--- Begin Records for this task ---
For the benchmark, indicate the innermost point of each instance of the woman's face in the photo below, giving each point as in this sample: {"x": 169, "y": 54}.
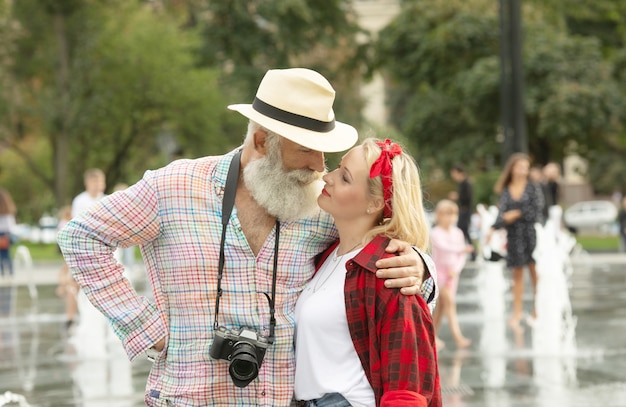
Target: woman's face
{"x": 521, "y": 169}
{"x": 345, "y": 195}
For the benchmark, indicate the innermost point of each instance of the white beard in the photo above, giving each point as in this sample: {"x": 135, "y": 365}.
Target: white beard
{"x": 286, "y": 195}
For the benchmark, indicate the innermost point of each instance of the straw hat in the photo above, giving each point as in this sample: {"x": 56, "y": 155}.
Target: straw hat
{"x": 297, "y": 104}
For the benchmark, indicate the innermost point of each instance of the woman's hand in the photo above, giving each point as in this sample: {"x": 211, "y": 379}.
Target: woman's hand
{"x": 405, "y": 271}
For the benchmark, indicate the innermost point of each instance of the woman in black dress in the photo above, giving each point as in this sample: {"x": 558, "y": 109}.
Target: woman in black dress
{"x": 519, "y": 207}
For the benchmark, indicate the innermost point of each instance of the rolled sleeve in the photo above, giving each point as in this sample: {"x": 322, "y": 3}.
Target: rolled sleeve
{"x": 88, "y": 242}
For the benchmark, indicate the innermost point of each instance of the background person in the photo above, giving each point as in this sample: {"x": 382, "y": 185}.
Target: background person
{"x": 67, "y": 289}
{"x": 464, "y": 199}
{"x": 95, "y": 184}
{"x": 519, "y": 207}
{"x": 175, "y": 215}
{"x": 7, "y": 226}
{"x": 379, "y": 347}
{"x": 449, "y": 251}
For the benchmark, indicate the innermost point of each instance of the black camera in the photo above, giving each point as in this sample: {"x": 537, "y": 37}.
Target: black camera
{"x": 244, "y": 348}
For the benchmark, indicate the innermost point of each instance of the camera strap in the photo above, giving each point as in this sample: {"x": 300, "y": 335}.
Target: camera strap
{"x": 227, "y": 208}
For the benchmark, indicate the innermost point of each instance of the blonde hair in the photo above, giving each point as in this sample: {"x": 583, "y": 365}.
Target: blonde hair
{"x": 507, "y": 173}
{"x": 408, "y": 221}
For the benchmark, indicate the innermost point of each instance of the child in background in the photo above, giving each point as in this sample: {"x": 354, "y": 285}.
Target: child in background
{"x": 449, "y": 252}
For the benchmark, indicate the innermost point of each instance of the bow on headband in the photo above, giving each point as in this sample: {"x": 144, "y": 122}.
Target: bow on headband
{"x": 382, "y": 166}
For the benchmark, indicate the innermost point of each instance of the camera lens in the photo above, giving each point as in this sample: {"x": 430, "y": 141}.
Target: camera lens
{"x": 244, "y": 366}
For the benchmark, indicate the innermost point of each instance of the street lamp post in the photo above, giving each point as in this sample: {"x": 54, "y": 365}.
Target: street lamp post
{"x": 512, "y": 81}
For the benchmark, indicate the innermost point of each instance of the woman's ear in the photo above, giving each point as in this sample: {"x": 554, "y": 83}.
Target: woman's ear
{"x": 376, "y": 205}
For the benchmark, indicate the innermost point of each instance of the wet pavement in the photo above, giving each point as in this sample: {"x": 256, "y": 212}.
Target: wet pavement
{"x": 573, "y": 356}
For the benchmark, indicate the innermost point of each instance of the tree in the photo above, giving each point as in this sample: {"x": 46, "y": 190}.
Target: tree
{"x": 100, "y": 81}
{"x": 441, "y": 61}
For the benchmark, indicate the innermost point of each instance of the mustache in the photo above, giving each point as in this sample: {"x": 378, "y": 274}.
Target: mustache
{"x": 303, "y": 176}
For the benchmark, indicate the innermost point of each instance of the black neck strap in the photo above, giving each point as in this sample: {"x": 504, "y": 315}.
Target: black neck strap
{"x": 227, "y": 208}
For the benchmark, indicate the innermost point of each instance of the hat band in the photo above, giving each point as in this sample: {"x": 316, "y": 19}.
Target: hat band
{"x": 292, "y": 118}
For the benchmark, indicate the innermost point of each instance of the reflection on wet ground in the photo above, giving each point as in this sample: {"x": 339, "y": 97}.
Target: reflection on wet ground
{"x": 575, "y": 356}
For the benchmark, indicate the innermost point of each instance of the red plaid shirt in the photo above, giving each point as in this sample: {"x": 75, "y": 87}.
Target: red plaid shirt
{"x": 393, "y": 334}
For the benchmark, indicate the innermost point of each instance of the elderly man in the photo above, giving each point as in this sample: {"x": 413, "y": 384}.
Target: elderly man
{"x": 225, "y": 287}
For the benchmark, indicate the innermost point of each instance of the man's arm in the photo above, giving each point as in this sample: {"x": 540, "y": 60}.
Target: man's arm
{"x": 88, "y": 241}
{"x": 412, "y": 271}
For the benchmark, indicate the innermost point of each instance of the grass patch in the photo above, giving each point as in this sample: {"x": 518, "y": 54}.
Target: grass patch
{"x": 41, "y": 251}
{"x": 596, "y": 243}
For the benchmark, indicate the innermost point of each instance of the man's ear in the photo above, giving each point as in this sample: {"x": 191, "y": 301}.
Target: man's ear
{"x": 260, "y": 142}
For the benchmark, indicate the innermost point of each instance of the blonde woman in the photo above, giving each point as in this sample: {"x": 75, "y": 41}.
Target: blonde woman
{"x": 378, "y": 347}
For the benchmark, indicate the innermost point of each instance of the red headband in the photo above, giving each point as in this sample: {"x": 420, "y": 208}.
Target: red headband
{"x": 382, "y": 166}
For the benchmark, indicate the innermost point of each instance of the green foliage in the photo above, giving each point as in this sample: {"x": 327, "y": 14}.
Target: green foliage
{"x": 103, "y": 82}
{"x": 245, "y": 38}
{"x": 441, "y": 59}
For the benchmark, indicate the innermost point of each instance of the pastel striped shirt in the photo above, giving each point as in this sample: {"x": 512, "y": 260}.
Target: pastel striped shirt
{"x": 174, "y": 214}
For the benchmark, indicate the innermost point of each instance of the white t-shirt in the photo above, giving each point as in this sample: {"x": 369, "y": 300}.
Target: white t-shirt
{"x": 326, "y": 361}
{"x": 83, "y": 201}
--- End Records for this task ---
The data above should be repeated exactly, minus any pictures.

For the benchmark, indicate the innermost point of each instance of the woman's face in the photo below, giving each point as in this sample: {"x": 169, "y": 54}.
Target: woman's face
{"x": 521, "y": 169}
{"x": 345, "y": 195}
For the benchmark, indicate the innermost point of each instance of the white beard in the photo above, giving each point as in this sample: {"x": 135, "y": 365}.
Target: white beard
{"x": 286, "y": 195}
For the benchmark, indicate the innermost point of each instance of the straw hat in the photo above, giving each point as in this sample: {"x": 56, "y": 155}.
Target: straw hat
{"x": 297, "y": 104}
For the benchmark, indicate the innermost point of each instance of the woman's hand in the photo above, giving each point as in this sample: {"x": 211, "y": 379}.
Target: woman's hand
{"x": 405, "y": 271}
For the benchmark, indicate the innermost point of each instance of the woman in black dress in the photo above, giving each point as in this sample: {"x": 558, "y": 109}.
Target: woman in black dress
{"x": 519, "y": 207}
For the benchmark, indicate the innermost point of each instance of the rolled sleeve in the photo above, giving each point as in this sample: {"x": 322, "y": 3}.
Target: rolled sleeve
{"x": 88, "y": 242}
For the benchmark, indicate the innermost point of each instance of the background person in the photo above, giving each point as in this sample: {"x": 382, "y": 185}.
Target: background person
{"x": 67, "y": 289}
{"x": 464, "y": 199}
{"x": 95, "y": 184}
{"x": 519, "y": 207}
{"x": 175, "y": 215}
{"x": 7, "y": 226}
{"x": 379, "y": 347}
{"x": 449, "y": 251}
For the benchmark, indicate the innermost point of each instance of the black camera in the photo above, giving each point as in this sample: {"x": 537, "y": 37}.
Target: black camera
{"x": 244, "y": 348}
For the benchmark, indicate the innermost point of each instance of the camera strap in the photo above, giving each point as in this sample: {"x": 300, "y": 335}.
Target: camera strap
{"x": 227, "y": 208}
For the benchmark, indicate the innermost point of each instance of the blonde hair in the photo above, giving each point as in this sample: {"x": 583, "y": 365}.
Target: blonde hair
{"x": 507, "y": 173}
{"x": 408, "y": 221}
For the benchmark, indicate the innermost point of each instance of the child in background in the photo above, giving each point as in this sample: {"x": 354, "y": 285}.
Target: child in background
{"x": 449, "y": 252}
For the benchmark, indicate the innermost point of each instance of the bow on headband in the photo above, giving each point as in this sample: {"x": 144, "y": 122}.
Target: bow on headband
{"x": 382, "y": 166}
For the benchmark, indicate the innermost point of each instance of the camera lens in the photo above, giving each point as in this sample: {"x": 430, "y": 141}.
Target: camera lens
{"x": 244, "y": 366}
For the benchmark, indicate the innermost point of each instance of the street lamp post in the photo above, giving each point as in this sample: {"x": 54, "y": 365}.
Target: street lamp post
{"x": 512, "y": 81}
For the benchmark, indicate the innermost point of each instance of the woman's ear in the photo above, giving each point as in this sample: {"x": 554, "y": 83}.
Target: woman's ear
{"x": 376, "y": 205}
For the benchmark, indicate the innermost point of each instance of the wet pavement in the photo above, giving each point as in this sample: {"x": 256, "y": 212}.
Target: wet pavement
{"x": 573, "y": 356}
For the benchmark, indicate the innermost point of each instance of the tree in the photo above, giving each point as in this sample: {"x": 46, "y": 190}.
Target: tree
{"x": 100, "y": 81}
{"x": 441, "y": 61}
For the benchmark, indicate the innermost point of each instance of the mustache in the photo above, giving each point as in this sample: {"x": 378, "y": 274}.
Target: mustache
{"x": 303, "y": 176}
For the benchmark, indicate the innermost point of each instance of the black neck strap in the photo above, giving each point as in this sample: {"x": 504, "y": 315}.
Target: black neck strap
{"x": 227, "y": 208}
For the benchmark, indicate the innermost point of each instance of the hat band in the photo above, giving each point as in this sample: {"x": 316, "y": 19}.
Target: hat band
{"x": 292, "y": 118}
For the benchmark, indicate the innermost point of each instance of the reflection on wet ground in the photo above, giving each point as in this sample: {"x": 339, "y": 97}.
Target: reflection on wet ground
{"x": 575, "y": 356}
For the benchmark, indicate the innermost point of each instance of the red plaid shirt in the photo above, giving each point as in this sample: {"x": 75, "y": 87}.
Target: red plaid shirt
{"x": 393, "y": 334}
For the benchmark, indicate the innermost point of each instance of the elderly man in the photo above, giving each point as in this sample: {"x": 413, "y": 384}.
Target: elderly man
{"x": 225, "y": 287}
For the benchmark, indicate the innermost point of each instance of the man's arm in the photo above, giving each point as in this sample: {"x": 540, "y": 60}.
Target: man's arm
{"x": 88, "y": 241}
{"x": 412, "y": 271}
For the benchmark, indicate the innermost point of each instance of the grass patch in the photo above, giving each point as in this sample: {"x": 518, "y": 54}.
Target: grass patch
{"x": 41, "y": 251}
{"x": 596, "y": 243}
For the benchmark, indicate the innermost point of each instance of the man's ear in the photo above, giving each point as in this sample: {"x": 191, "y": 301}.
Target: man's ear
{"x": 260, "y": 142}
For the benchmark, indicate the innermost point of each instance of the blonde woman in the photo above, giving each point as in this sample: {"x": 75, "y": 41}.
Target: blonde woman
{"x": 378, "y": 347}
For the benchmark, indicate the innermost point of each instance of the red headband in the photo above, giving each point as in this sample: {"x": 420, "y": 208}.
Target: red headband
{"x": 382, "y": 166}
For the benchmark, indicate the innermost point of each instance of the green foliage in the photo above, giving each point as in this sample: {"x": 327, "y": 14}.
Target: green foliage
{"x": 103, "y": 82}
{"x": 245, "y": 38}
{"x": 441, "y": 59}
For the benchmark, indicate the innermost point of each instance of the pastel striped shirt in the photo above, giving each point as in this sample: {"x": 512, "y": 260}.
Target: pastel striped shirt
{"x": 174, "y": 214}
For the benchmark, indicate the innermost point of each instance of the white t-shirt in the photo above, giving each point as in this sample: {"x": 369, "y": 300}.
Target: white t-shirt
{"x": 326, "y": 361}
{"x": 83, "y": 201}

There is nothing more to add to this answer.